*Record extracts*.
• • • • •

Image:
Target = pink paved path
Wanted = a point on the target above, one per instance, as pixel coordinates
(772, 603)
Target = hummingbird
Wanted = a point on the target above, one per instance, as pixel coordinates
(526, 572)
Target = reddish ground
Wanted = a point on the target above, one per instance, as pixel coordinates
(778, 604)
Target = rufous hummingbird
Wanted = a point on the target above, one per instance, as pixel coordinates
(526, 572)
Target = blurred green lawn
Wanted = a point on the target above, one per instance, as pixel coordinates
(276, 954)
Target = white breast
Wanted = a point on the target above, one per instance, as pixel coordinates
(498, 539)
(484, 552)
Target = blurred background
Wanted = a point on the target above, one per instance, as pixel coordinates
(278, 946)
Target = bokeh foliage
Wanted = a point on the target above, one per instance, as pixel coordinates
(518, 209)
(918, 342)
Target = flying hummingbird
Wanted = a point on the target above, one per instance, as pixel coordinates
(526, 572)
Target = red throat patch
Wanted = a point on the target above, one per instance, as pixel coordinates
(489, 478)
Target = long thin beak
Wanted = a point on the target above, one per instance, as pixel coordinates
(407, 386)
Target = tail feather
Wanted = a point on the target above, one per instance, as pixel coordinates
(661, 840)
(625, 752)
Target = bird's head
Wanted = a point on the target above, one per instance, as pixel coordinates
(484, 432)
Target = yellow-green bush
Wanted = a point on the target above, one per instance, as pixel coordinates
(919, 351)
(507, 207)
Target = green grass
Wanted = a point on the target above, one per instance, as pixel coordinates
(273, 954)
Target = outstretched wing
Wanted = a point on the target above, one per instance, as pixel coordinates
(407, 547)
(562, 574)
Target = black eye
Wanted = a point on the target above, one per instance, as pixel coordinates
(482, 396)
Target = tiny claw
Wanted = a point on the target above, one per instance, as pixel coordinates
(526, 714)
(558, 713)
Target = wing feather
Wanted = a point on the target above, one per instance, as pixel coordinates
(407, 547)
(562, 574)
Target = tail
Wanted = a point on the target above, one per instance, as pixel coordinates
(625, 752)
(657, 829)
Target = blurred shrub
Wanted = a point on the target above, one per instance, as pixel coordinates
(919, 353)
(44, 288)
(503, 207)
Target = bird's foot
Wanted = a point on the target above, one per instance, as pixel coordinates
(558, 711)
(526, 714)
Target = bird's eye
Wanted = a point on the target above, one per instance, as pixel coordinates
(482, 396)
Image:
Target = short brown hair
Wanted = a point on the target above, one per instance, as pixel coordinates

• • • • •

*Task*. Rewrite every line of the items above, from the line containing "Target = tiny claw" through the last line of the items, inclusive, requests included. Increase each number in the answers' pixel coordinates by 97.

*Written response*.
Target = tiny claw
Wanted = a point on the target above, one per instance, as pixel coordinates
(623, 811)
(655, 810)
Target = wing feather
Wanted = a point on the target above, one per instance, as pixel coordinates
(504, 644)
(659, 671)
Target = tail
Wanted = a point on the target above, one per instance, as pixel coordinates
(722, 849)
(754, 926)
Target = blurred shrub
Wanted = a point on the target above, one per instance, as pixel coordinates
(1016, 450)
(141, 385)
(600, 304)
Target = bird's foot
Wanted = a point on the target above, one per instance, as pixel coordinates
(655, 808)
(623, 811)
Target = bird's eye
Wanted = a point on the target above, one per instance, as pixel coordinates
(579, 493)
Image:
Target = short brown hair
Wanted = a point on the target above, one per instance, as pixel coordinates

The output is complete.